— DATA FOR THIS EXERCISE —
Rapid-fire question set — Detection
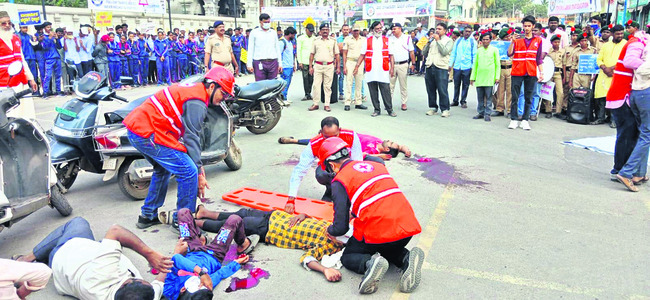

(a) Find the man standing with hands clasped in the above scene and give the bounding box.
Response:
[343,24,368,111]
[247,13,282,81]
[470,31,500,122]
[308,23,339,112]
[388,23,416,111]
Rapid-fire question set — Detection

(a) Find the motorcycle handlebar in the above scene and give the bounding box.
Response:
[112,95,128,102]
[15,89,32,99]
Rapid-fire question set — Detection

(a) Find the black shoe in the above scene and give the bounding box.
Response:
[491,111,504,116]
[450,102,459,107]
[57,92,66,96]
[553,113,567,120]
[530,115,538,121]
[388,111,397,117]
[610,122,617,129]
[590,119,605,125]
[345,105,350,111]
[461,103,468,109]
[371,111,380,117]
[136,215,162,229]
[545,113,553,119]
[484,115,491,122]
[355,104,368,110]
[472,114,484,119]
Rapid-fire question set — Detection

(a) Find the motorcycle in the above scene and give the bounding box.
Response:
[0,62,72,232]
[49,71,133,191]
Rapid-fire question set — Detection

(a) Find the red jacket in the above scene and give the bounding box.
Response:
[607,36,640,103]
[123,83,209,152]
[511,37,542,77]
[365,36,389,72]
[333,160,421,244]
[0,35,28,87]
[310,129,355,169]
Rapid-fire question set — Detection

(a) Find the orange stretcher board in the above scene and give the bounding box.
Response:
[221,187,334,222]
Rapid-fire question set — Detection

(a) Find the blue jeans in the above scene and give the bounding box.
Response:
[452,68,471,104]
[517,81,541,115]
[33,217,94,267]
[280,67,293,99]
[425,66,450,111]
[619,88,650,179]
[351,78,366,97]
[127,130,198,221]
[338,64,345,96]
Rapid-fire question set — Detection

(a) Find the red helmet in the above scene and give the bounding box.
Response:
[204,66,235,95]
[318,137,350,170]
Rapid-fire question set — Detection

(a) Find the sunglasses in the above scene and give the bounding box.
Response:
[0,21,12,26]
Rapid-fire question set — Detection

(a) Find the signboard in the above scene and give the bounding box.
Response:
[261,6,334,22]
[491,41,511,61]
[363,0,435,20]
[548,0,596,16]
[95,11,113,28]
[88,0,165,15]
[577,54,599,74]
[540,82,556,101]
[416,36,428,51]
[344,10,356,18]
[18,10,40,26]
[241,48,248,64]
[354,20,367,30]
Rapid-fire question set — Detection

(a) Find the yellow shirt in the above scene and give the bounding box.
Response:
[311,36,339,63]
[343,35,366,62]
[594,39,627,98]
[205,34,233,64]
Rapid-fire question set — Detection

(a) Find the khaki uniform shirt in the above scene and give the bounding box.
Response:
[343,35,366,62]
[572,46,596,70]
[205,34,233,64]
[548,47,565,70]
[311,36,339,63]
[563,45,578,70]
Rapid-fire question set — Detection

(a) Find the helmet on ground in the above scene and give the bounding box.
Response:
[318,137,350,170]
[203,66,235,95]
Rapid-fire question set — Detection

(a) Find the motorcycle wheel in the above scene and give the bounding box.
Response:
[118,158,150,201]
[50,186,73,216]
[246,110,282,134]
[55,160,79,191]
[224,139,243,171]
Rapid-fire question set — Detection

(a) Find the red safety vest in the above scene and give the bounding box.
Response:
[123,83,209,152]
[310,128,356,164]
[365,36,390,72]
[607,36,641,103]
[511,36,542,77]
[334,161,422,244]
[0,35,28,87]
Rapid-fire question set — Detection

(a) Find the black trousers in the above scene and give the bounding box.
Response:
[302,64,314,96]
[201,208,272,241]
[321,70,338,104]
[452,68,471,104]
[367,81,393,113]
[611,104,640,175]
[316,155,385,201]
[510,75,537,121]
[342,236,411,274]
[148,60,157,84]
[593,97,607,122]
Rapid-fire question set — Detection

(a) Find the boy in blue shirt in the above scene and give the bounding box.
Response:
[127,32,141,86]
[41,22,63,97]
[168,32,179,82]
[137,32,149,85]
[154,31,171,85]
[107,32,122,89]
[176,35,189,79]
[19,25,39,96]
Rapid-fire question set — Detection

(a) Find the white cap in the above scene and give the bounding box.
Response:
[416,23,422,28]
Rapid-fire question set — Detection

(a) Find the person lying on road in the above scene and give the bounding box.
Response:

— PROBLEM STATEMENT —
From the line that contains "(a) Find the boy" through the end of the records above, print every line exactly and nothing else.

— ANSWER BOX —
(a) Find the boy in blue shirt in the above scene and give the bounding box.
Response:
[127,32,141,86]
[41,22,63,97]
[168,32,179,82]
[137,32,149,85]
[154,31,171,85]
[107,32,122,89]
[176,35,189,79]
[19,25,39,96]
Rapid-fire question set — Detection

(a) Find the white cap in the above scene and give the bounding box.
Response:
[416,23,422,28]
Rapid-fire question set — Detection

(a) Find the person lying on road in the above scene and give the bounding box.
Response:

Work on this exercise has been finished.